Coordinate annotation entries:
◆ ◆ ◆ ◆

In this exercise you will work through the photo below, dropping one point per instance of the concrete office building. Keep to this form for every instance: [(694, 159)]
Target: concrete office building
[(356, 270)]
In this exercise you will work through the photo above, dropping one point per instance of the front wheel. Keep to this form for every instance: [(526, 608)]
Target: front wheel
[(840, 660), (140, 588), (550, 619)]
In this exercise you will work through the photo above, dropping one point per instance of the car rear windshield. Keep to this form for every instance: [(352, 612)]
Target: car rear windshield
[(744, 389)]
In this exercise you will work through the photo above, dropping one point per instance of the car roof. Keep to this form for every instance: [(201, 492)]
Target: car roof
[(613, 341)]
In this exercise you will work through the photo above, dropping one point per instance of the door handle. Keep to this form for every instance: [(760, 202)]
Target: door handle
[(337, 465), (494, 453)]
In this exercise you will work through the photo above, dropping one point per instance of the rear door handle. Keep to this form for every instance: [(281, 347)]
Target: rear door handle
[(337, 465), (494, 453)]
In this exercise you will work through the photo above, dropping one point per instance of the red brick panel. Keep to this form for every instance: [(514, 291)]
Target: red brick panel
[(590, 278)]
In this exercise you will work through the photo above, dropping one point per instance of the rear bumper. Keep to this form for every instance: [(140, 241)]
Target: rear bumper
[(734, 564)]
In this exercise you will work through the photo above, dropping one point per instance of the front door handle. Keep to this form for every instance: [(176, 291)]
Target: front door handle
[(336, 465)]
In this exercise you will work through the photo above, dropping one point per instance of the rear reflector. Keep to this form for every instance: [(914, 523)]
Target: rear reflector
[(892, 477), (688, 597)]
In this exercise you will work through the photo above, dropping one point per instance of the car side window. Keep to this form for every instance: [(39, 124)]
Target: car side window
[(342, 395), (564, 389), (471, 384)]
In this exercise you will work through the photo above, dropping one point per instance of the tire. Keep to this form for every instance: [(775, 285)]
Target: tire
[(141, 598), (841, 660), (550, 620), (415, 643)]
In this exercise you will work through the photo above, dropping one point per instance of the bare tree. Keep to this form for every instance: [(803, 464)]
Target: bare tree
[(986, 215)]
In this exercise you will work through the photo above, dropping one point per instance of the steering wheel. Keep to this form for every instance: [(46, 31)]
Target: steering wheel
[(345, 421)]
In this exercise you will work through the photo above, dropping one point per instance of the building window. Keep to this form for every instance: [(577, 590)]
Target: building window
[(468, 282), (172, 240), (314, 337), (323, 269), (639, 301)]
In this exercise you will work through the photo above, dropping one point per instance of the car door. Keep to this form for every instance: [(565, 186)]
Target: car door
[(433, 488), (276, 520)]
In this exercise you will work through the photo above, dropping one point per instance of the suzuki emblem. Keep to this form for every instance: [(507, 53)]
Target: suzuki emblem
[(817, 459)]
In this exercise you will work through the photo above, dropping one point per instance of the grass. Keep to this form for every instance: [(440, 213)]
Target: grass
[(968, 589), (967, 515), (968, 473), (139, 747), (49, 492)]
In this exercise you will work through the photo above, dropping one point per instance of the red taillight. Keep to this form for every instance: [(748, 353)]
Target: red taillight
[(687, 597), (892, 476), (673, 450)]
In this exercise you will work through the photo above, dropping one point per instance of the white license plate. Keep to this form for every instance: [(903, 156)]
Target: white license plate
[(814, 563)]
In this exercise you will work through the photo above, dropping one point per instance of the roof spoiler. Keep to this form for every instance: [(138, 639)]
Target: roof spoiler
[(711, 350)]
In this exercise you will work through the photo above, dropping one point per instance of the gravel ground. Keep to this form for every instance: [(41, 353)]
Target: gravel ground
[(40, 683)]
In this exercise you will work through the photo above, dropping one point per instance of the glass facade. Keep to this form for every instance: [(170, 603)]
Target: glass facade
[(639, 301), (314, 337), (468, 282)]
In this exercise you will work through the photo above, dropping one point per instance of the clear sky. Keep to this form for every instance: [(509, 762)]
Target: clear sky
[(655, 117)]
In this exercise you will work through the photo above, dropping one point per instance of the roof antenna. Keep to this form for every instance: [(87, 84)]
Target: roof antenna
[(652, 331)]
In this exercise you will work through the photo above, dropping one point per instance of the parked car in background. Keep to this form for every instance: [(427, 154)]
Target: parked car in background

◆ ◆ ◆ ◆

AIM: Reproduce only the lines starting with the line with "instance: [(352, 612)]" and going on through the line with "[(141, 598), (841, 660), (550, 620), (415, 643)]", replacing "dropping" with "placing" each time it occurs and leaving everything else unchanged.

FULL RESPONSE:
In this exercise you will work through the photo above, placing one point per instance of the car rear windshield. Keep to this form for every instance: [(352, 612)]
Target: car rear windshield
[(744, 389)]
In this exercise you will work through the photo above, placing one point per instance of the car roof. Keep to this form for every instance: [(201, 492)]
Target: car roof
[(613, 341)]
In this exercise you will work through the photo above, placing one point per instance of the door handle. Keep to this form for every instance: [(760, 202)]
Target: door handle
[(337, 465), (494, 453)]
In this exercise you will work through the photo above, placing one point per instance of the rear door handle. Keep to this form for every instance: [(281, 347)]
Target: rear door handle
[(337, 465), (494, 453)]
In this exercise you will work through the photo above, placing one point per instance of the red brick panel. Keep to this form for every instance: [(514, 291)]
Target: red brick panel
[(590, 278)]
In this exercise you will work through the photo above, placing one point per instance of the rear bumper. Keep to this form for every instance: [(140, 241)]
Target: rear bumper
[(734, 564)]
In this exercise you will work through the photo above, placing one point per instance of the front door handle. Keep to this form for every instance: [(176, 291)]
Target: front door handle
[(336, 465)]
In this exercise you will work through the photo above, placing one point per instance of the rear reflector. Keep to this form for every instance: [(914, 523)]
Target: rear reflector
[(892, 477), (688, 597)]
In this exercise you will work through the photo above, placing one point per instance of the car side window. Keep to this form for every instance: [(39, 124)]
Target: car side window
[(342, 395), (564, 389), (471, 384)]
In this exercise you will work through the photo above, placing one point per instance of the tire. Keep to this form for every instance: [(775, 285)]
Target: tire
[(141, 598), (841, 660), (550, 620), (415, 643)]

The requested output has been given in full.